[Short problem] Rewrite the records below as a numbered list, one line per item, and leave out any blank lines.

[Task data]
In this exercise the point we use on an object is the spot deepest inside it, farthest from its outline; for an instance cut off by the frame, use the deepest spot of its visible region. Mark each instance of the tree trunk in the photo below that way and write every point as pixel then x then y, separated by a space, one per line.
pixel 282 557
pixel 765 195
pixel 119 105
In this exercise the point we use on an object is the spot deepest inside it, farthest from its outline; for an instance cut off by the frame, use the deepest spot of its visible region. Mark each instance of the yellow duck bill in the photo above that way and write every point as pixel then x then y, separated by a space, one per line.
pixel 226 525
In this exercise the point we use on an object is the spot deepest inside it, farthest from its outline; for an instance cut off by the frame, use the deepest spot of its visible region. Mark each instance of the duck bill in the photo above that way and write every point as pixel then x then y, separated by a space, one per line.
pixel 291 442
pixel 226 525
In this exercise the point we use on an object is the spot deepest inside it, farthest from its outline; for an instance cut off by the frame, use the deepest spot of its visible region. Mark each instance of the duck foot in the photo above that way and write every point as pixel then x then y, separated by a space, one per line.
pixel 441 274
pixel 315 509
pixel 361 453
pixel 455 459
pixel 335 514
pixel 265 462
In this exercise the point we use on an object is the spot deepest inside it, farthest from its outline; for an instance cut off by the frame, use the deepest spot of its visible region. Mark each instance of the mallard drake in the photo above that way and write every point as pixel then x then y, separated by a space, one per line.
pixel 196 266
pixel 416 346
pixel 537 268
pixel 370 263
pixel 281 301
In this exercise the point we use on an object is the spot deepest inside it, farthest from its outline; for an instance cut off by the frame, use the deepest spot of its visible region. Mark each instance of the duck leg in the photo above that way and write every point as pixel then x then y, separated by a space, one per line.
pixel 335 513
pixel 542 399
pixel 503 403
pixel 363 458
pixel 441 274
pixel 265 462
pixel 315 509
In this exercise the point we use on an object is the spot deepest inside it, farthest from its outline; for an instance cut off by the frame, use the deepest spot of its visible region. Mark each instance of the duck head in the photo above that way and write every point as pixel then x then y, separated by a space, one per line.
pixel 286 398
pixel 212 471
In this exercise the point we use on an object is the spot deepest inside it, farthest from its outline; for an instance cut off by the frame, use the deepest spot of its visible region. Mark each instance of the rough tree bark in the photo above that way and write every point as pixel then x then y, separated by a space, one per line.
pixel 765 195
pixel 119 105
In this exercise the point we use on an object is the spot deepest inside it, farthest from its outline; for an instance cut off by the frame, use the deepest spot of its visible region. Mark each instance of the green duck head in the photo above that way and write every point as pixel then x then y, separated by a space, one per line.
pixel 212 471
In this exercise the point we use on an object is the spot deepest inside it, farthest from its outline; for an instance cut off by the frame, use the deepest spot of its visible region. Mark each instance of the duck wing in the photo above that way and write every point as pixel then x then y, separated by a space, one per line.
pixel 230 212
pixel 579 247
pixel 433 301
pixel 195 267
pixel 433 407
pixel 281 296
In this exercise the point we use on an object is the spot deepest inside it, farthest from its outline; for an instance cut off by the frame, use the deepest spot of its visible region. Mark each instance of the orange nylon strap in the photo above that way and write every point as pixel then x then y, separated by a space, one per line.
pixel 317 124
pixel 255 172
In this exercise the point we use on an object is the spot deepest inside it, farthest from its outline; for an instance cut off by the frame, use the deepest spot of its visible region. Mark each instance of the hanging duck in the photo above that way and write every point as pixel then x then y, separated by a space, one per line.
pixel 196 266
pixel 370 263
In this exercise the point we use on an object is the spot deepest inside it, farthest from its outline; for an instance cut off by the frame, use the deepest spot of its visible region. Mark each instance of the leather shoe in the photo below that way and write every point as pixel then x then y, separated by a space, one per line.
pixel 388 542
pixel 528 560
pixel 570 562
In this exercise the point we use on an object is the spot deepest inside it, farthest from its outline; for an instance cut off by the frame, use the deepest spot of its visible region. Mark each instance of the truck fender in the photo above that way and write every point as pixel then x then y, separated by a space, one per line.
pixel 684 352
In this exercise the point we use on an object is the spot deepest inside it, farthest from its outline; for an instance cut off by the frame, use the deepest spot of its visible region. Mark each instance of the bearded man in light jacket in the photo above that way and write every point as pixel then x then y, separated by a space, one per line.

[The result]
1. In this exercise the point we use on an object is the spot deepest inside it, farthest from its outline; for an instance cut off by the frame, use the deepest spot of its visible region. Mark each instance of the tree trunk in the photo below that way and write every point as pixel then x then y, separated by a space, one per line.
2. pixel 282 557
3. pixel 765 195
4. pixel 119 105
5. In this exercise the point we use on an object is the spot deepest inside it, farthest from its outline; for an instance cut off by the frame, use the deepest spot of its visible region. Mark each instance of the yellow duck bill in the photo above that way and write every point as pixel then x then y, separated by a space, one per line.
6. pixel 226 525
7. In this exercise the point we use on an object is the spot deepest inside it, farthest from its outline; for an instance cut off by the frame, use the deepest spot of its visible region. Mark each instance of the duck bill in the photo above that way and write every point as pixel then x then y, separated by a space, one per line.
8. pixel 291 442
9. pixel 226 525
10. In this exercise the point we use on an object is the spot deepest inside it, farthest from its outline; for an instance cut off by the frame, use the deepest spot of its visible region. Mark each instance of the duck foot in the photo above that way and write every point as pixel then x then y, separated by a space, one per line.
11. pixel 441 274
12. pixel 315 509
13. pixel 361 453
14. pixel 455 459
15. pixel 335 514
16. pixel 265 462
17. In this exercise the point we use on an object is the spot deepest inside it, farthest from its outline; for an instance cut off by the frame, use the deepest spot of its visible region. Mark each instance of the mallard drake in the photo above that way and write every point as pixel then x then y, separated by a space, one per line.
18. pixel 196 266
19. pixel 416 346
20. pixel 537 268
21. pixel 370 263
22. pixel 281 301
23. In this exercise the point we use on an object is the spot deepest inside it, farthest from its outline; for an instance cut off by the frame, use the deepest spot of its visible region. Mark each instance of the duck leg in the photo above that way and write every point as pixel then x then y, separated by a space, one per line.
24. pixel 335 513
25. pixel 542 399
26. pixel 503 403
27. pixel 363 458
28. pixel 441 274
29. pixel 265 462
30. pixel 315 509
31. In this exercise the point we use on an object is the spot deepest inside it, farthest from its outline; for an instance cut off by the frame, use the deepest spot of its visible region. Mark each instance of the duck head in the photo above that way and write every point as pixel then x then y, separated by a space, one per line.
32. pixel 286 398
33. pixel 212 471
34. In this exercise the point we use on an object is the spot deepest inside it, farthest from its outline; for an instance cut off by the frame, use the deepest spot of its visible region. Mark each instance of the rough tree bark in the photo above that way and write every point as pixel then x then y, separated by a space, one per line.
35. pixel 765 195
36. pixel 119 105
37. In this exercise the point we use on an object is the spot deepest inside it, farthest from its outline; for an instance cut off by the frame, use the deepest spot of its visible region. Mark each instance of the green duck head in the photo above that way and write every point as pixel then x then y, separated by a space, one per line.
38. pixel 212 471
39. In this exercise the point we use on an object is the spot deepest inside it, farthest from its outline; for an instance cut off by the frame, use the deepest spot of its visible region. Mark each instance of the duck wing in the photo above that way and write every point as pixel then x then y, separated by a space, one per line.
40. pixel 230 212
41. pixel 579 247
42. pixel 433 301
43. pixel 195 267
44. pixel 433 407
45. pixel 281 296
46. In this exercise the point we use on an object is the spot deepest inside it, farthest from its outline; for an instance cut off by the frame, use the deepest spot of its visible region. Mark each instance of the orange nylon strap in the photo above that way and write every point as pixel then x then y, separated by a space, one per line.
47. pixel 317 124
48. pixel 255 172
49. In this exercise the point we use on an object is the spot deepest inside it, farthest from its outline; for an instance cut off by the frame, use the deepest spot of its visible region. Mark each instance of the hanging duck in the photo above that way and write every point as pixel then x then y, separated by a space, one per line.
50. pixel 196 266
51. pixel 370 263
52. In this exercise the point we use on an object is the spot deepest inside it, farthest from its outline; for an instance cut off by the frame, use the deepest spot of its visible region. Mark each instance of the leather shoe in the photo below that way and write every point as pixel then x then y, separated by a space, one per line.
53. pixel 388 542
54. pixel 528 560
55. pixel 570 562
56. In this exercise the point we use on an object is the spot deepest inside it, farthest from its outline; for an instance cut off by the frame, use the deepest spot of its visible region. Mark each instance of the truck fender in the photo above that way and write every point as pixel then x then y, separated by a space, one per line.
57. pixel 684 352
58. In this exercise the point we use on an object is the spot deepest inside it, farthest from its outline; for an instance cut off by the frame, use the deepest spot of its visible region. Mark each instance of the bearded man in light jacket in the photo above that way and write every point as pixel then x then y, separated by a space, one per line.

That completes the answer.